Copy each line below in which the string "leaf" occurs.

##### Information given

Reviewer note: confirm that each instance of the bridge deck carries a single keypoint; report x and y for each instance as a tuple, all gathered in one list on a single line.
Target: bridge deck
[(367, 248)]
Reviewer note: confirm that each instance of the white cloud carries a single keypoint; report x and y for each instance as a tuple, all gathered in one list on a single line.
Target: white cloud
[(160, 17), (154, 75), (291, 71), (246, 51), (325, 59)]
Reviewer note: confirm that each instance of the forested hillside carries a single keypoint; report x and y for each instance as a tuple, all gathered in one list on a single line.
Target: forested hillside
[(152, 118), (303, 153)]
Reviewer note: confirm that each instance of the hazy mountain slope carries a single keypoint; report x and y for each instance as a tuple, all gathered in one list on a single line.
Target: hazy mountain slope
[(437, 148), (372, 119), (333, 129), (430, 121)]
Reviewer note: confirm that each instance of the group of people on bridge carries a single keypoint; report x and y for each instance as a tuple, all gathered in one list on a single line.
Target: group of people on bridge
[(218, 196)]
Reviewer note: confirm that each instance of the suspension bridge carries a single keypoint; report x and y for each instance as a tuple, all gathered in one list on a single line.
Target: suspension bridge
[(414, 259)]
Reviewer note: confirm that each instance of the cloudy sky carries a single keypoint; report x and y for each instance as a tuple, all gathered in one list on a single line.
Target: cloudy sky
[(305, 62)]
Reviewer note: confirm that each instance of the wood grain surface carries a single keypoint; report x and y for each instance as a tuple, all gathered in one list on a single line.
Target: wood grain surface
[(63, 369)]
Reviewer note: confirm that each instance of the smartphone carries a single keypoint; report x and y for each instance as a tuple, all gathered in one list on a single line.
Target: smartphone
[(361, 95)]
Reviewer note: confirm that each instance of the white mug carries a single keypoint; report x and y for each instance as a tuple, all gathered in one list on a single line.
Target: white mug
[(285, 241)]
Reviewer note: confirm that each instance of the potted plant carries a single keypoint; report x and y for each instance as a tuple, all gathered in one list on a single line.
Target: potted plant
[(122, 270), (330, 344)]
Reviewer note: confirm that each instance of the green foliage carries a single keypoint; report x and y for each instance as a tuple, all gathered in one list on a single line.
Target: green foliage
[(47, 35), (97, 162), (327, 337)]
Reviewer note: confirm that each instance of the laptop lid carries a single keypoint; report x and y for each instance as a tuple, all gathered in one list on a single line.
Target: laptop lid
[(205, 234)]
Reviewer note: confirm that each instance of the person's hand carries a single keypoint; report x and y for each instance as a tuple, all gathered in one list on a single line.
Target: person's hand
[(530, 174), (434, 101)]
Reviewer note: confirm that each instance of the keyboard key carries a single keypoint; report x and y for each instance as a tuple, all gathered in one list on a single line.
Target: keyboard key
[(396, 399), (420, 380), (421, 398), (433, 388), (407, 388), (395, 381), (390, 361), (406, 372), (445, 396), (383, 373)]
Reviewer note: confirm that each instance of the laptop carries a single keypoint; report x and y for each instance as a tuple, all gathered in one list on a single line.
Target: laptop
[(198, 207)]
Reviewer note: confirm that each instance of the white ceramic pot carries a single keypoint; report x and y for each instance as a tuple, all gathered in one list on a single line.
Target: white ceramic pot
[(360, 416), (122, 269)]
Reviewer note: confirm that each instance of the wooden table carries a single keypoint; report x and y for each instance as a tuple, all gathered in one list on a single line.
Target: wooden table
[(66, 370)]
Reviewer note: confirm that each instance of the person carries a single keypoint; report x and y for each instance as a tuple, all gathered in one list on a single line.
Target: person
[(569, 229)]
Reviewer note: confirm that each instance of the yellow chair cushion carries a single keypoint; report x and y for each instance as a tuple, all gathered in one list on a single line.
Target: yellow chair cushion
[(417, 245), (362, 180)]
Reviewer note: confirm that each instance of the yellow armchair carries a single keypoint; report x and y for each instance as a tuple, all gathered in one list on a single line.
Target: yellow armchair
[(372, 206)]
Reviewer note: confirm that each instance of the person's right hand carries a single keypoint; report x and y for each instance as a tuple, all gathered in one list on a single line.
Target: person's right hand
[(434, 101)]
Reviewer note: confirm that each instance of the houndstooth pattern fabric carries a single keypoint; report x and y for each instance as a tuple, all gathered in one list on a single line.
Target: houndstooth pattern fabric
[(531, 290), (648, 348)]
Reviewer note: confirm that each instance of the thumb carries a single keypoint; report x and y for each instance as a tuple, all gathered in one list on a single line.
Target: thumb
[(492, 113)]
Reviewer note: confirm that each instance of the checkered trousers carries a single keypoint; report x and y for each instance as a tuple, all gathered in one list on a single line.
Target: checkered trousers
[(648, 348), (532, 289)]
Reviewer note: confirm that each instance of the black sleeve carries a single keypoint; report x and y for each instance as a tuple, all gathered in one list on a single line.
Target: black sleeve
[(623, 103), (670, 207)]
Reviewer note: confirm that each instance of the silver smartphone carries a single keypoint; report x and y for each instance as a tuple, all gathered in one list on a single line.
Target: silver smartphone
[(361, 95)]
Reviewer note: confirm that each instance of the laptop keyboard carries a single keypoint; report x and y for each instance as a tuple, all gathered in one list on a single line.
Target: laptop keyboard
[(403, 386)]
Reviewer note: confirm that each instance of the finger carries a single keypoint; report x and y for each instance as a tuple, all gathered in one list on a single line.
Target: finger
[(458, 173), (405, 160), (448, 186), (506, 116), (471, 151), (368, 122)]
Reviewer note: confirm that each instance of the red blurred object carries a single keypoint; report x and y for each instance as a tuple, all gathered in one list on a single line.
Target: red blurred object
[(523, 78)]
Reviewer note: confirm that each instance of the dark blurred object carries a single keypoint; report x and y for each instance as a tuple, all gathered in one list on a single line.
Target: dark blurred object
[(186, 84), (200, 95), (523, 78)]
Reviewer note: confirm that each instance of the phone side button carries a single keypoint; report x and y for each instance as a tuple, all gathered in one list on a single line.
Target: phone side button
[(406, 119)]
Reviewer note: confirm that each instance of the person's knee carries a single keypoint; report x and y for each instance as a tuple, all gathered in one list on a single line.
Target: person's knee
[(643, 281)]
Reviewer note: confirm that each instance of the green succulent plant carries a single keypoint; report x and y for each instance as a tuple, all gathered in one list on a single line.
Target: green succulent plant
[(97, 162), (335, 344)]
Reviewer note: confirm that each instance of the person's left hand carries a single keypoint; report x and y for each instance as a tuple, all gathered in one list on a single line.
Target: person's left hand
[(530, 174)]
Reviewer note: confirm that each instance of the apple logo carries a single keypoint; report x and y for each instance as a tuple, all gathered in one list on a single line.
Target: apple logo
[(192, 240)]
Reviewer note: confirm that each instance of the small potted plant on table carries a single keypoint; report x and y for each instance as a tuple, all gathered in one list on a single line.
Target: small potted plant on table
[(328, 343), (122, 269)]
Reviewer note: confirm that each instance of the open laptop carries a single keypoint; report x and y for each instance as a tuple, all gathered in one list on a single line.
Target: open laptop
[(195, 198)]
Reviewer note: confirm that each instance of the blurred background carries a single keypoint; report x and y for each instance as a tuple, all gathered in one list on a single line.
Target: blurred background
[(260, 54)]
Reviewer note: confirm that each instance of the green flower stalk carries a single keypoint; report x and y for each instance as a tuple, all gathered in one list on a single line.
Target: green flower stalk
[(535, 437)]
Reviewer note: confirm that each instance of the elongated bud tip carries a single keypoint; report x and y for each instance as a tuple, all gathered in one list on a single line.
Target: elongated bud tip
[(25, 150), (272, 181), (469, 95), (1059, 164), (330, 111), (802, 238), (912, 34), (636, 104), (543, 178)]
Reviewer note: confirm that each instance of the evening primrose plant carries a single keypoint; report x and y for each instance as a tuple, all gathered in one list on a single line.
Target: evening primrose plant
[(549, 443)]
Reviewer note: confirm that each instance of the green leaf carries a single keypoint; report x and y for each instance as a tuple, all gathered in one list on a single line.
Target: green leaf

##########

- Solution:
Reviewer note: confirm that each instance of the green leaf carries a single keypoint; report x and y for each instance as a tuple, all gathered in one list on a single line.
Target: green leaf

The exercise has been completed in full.